- Your task:
What is needed is the whole of the data, set down exactly.

┌──

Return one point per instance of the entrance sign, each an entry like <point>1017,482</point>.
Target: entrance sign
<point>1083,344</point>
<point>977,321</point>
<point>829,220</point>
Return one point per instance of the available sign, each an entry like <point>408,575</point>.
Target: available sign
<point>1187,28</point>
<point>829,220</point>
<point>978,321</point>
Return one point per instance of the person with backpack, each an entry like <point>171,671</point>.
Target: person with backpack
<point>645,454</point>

└──

- Completed task:
Return one point per instance of the entrance sign, each an entry like <point>1017,482</point>.
Target: entrance sign
<point>1083,344</point>
<point>977,321</point>
<point>829,220</point>
Return one point per instance of the available sign, each an entry like <point>408,575</point>.
Target: available sign
<point>1187,28</point>
<point>829,220</point>
<point>978,321</point>
Return one point per instance of the person with backpack, each an entry like <point>171,671</point>.
Target: person with backpack
<point>645,454</point>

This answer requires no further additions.